EXERCISE INSTRUCTIONS.
Update the rows below by replacing "one point per instance" with "one point per occurrence" wherever it occurs. Leave everything else unchanged.

──────── DATA PROVIDED

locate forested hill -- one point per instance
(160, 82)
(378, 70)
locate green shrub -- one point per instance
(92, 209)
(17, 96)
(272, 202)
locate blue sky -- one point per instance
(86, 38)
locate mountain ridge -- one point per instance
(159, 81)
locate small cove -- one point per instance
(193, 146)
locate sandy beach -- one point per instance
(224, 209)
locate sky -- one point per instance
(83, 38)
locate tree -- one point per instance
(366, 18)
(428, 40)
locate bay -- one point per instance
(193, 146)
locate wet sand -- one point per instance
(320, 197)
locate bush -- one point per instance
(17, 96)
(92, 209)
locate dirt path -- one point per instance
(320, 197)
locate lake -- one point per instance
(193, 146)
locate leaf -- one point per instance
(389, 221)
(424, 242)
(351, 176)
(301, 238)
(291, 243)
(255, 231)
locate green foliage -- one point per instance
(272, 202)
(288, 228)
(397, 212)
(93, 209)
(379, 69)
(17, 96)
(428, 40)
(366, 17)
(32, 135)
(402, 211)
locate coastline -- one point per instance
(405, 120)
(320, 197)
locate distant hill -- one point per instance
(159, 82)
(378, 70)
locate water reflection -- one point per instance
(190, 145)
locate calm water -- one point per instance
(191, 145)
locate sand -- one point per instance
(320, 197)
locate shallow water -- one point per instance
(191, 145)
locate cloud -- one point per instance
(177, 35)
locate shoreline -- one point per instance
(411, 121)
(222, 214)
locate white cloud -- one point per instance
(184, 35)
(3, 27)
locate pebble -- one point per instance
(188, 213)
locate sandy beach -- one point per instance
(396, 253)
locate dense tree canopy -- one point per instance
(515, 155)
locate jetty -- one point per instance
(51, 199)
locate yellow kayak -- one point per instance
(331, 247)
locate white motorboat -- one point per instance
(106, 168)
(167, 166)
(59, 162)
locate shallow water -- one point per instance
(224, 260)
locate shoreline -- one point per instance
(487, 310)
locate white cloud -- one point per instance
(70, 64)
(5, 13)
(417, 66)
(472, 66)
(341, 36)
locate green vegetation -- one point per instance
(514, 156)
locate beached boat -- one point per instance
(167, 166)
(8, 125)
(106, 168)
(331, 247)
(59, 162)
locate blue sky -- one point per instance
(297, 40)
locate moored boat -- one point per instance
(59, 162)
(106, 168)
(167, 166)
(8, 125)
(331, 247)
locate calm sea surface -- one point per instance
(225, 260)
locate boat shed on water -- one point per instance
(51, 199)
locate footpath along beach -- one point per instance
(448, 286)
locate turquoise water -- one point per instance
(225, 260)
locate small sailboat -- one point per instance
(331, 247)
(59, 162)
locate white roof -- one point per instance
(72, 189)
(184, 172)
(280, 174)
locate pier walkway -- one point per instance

────────────────

PROBLEM SOLUTION.
locate forested hill -- one point per occurrence
(160, 82)
(378, 70)
locate green shrub -- one point per occurrence
(92, 209)
(17, 96)
(272, 202)
locate blue sky -- one point per occurrence
(86, 38)
locate mountain ridge -- one point per occurrence
(159, 81)
locate small cove -- one point per occurrence
(193, 146)
locate sandy beach -- one point per occurrence
(224, 209)
locate sky -- one point per occurrence
(83, 38)
locate tree -- one point per occurrence
(366, 18)
(428, 40)
locate bay -- one point per occurrence
(193, 146)
locate wet sand -- one point per occurrence
(320, 197)
locate bush -- one point per occurrence
(17, 96)
(92, 209)
locate dirt path -- one point per occurrence
(320, 197)
locate lake -- one point per occurrence
(193, 146)
locate leaf -- one point per occurrence
(389, 221)
(424, 242)
(351, 176)
(301, 238)
(291, 243)
(255, 231)
locate green foliage -- one point per occurrence
(272, 202)
(288, 228)
(397, 212)
(93, 209)
(379, 69)
(17, 96)
(428, 40)
(366, 17)
(32, 135)
(402, 211)
locate coastline -- one point per occurrence
(405, 120)
(320, 197)
locate distant hill -- one point per occurrence
(159, 82)
(378, 70)
locate water reflection -- one point per occurrence
(190, 145)
locate calm water -- one point per occurrence
(191, 145)
locate sand -- one point per occurrence
(320, 197)
locate shallow water -- one point per occurrence
(191, 145)
locate cloud -- one point per occurrence
(177, 35)
locate shoreline -- one point per occurrence
(411, 121)
(222, 214)
locate white cloud -- one point per occurrence
(184, 35)
(3, 27)
locate pebble -- one point per occurrence
(188, 213)
locate sandy beach -- one point per occurrence
(396, 253)
locate dense tree canopy -- one point per occurrence
(515, 155)
locate jetty -- one point per occurrence
(51, 199)
locate yellow kayak -- one point per occurrence
(331, 247)
locate white motorboat -- one point per occurrence
(106, 168)
(167, 166)
(59, 162)
locate shallow water -- one point per occurrence
(224, 260)
locate shoreline -- one point per occurrence
(487, 310)
locate white cloud -- one point per occurrence
(70, 64)
(5, 13)
(417, 66)
(472, 66)
(341, 36)
locate green vegetation -- one point per occurrence
(514, 156)
locate beached boat -- one point per occurrence
(167, 166)
(8, 125)
(106, 168)
(331, 247)
(59, 162)
locate blue sky -- one point per occurrence
(297, 40)
locate moored boat -- one point per occurrence
(59, 162)
(106, 168)
(167, 166)
(8, 125)
(331, 247)
locate calm sea surface -- one point per occurrence
(225, 260)
locate boat shed on water -- one point per occurrence
(51, 199)
locate footpath along beach -- one point per occurrence
(448, 286)
locate turquoise water -- one point per occurrence
(225, 260)
locate small sailboat -- one point per occurrence
(331, 247)
(59, 162)
locate white roof -- one point per occurrence
(72, 189)
(184, 172)
(280, 174)
locate pier walkway -- one point per occurrence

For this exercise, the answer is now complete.